● SELECTED PASSAGE
◇ ◇ ◇ ◇ ◇

Using rulers, ring fasteners (like THESE ones), and the flashcards, students practice math facts until they have achieved mastery. (They keep track of this on the included Math Facts Fluency Tracker.)
When facts are mastered, they are moved to the “Achieved” ring. New facts are then moved from “Not Yet” to “Progressing”. This process continues until mastery is achieved on all facts teachers are targeting.
Click HERE to learn more about this great math facts tool!
Flashcards Around the Room
This is a quick, easy tip that can be implemented within minutes!
Choose a group of math facts to target. (No more than 10 at a time.) Hang these selected flashcards all around the classroom. (Students could also do this at home.)
A few times a day, make it a routine to point at the flashcards and have students yell out the answer. This can become a highly anticipated and exciting routine for the kids.
Hang the flashcards in random areas: light switch, way up high, on the back of a chair, on a book cover, etc. (For an added element of fun, change the location of the cards during the week so students have to find them.) When the class has mastered the ten facts, switch them out for new ones.
Practice Through Art
A great way to practice math facts that can tap into a student’s creative side AND maybe reach a different kind of learner is our Color By Number resource. Many students love to color and when a teacher can combine art + math facts=WIN!
Sticky Math is an alternative to traditional timed math tests. (Remember being a student and sweating those?)
With this resource, students track their own progress and are only racing against themselves. They mark their last completed problem with a sticky note. Teachers review answers and students self correct their problems. That’s it..no keeping track of levels or students comparing their “levels”.
Online Music & Games
There are SO many amazing math facts songs and games online! (This is especially useful for schools that are distance learning!) A quick search will reveal great results. Here are some favorites:
- Jack Hartmann Math songs playlist: all sorts of math skills covered!

◇ ◇ ◇ ◇ ◇

Location annotation dataset extracts
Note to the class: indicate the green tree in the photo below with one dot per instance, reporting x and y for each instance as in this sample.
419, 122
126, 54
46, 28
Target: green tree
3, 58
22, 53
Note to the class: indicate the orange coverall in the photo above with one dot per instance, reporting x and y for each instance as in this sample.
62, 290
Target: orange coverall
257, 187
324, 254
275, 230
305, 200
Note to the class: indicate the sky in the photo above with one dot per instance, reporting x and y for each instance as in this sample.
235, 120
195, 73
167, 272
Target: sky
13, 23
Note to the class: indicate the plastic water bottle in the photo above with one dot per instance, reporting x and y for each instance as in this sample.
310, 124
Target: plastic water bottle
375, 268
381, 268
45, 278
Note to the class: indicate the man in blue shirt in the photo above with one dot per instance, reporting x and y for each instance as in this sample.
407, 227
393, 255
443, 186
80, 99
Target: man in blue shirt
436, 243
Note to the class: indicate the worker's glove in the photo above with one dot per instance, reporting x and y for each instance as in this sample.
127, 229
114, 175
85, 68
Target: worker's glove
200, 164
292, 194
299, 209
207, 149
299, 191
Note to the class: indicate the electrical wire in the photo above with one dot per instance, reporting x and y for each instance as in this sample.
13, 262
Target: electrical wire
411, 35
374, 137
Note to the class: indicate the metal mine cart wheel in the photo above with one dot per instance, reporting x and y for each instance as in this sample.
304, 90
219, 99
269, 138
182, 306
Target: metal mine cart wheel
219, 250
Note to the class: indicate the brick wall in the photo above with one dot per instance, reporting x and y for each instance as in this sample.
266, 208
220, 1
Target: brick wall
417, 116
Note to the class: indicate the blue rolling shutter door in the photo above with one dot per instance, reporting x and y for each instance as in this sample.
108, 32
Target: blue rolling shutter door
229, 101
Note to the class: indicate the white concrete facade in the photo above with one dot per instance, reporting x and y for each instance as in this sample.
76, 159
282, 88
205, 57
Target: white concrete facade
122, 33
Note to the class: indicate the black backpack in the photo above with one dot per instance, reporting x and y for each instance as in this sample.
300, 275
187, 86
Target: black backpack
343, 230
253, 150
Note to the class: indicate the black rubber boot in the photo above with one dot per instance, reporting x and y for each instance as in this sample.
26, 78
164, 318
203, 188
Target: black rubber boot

◇ ◇ ◇ ◇ ◇

● WRITTEN PROBLEM
Please return the part of the math facts passage between "Click HERE to" and "for new ones.", inclusive, copied word for word. The listing was taken from a separate source.

● ANSWER
Click HERE to learn more about this great math facts tool!
Flashcards Around the Room
This is a quick, easy tip that can be implemented within minutes!
Choose a group of math facts to target. (No more than 10 at a time.) Hang these selected flashcards all around the classroom. (Students could also do this at home.)
A few times a day, make it a routine to point at the flashcards and have students yell out the answer. This can become a highly anticipated and exciting routine for the kids.
Hang the flashcards in random areas: light switch, way up high, on the back of a chair, on a book cover, etc. (For an added element of fun, change the location of the cards during the week so students have to find them.) When the class has mastered the ten facts, switch them out for new ones.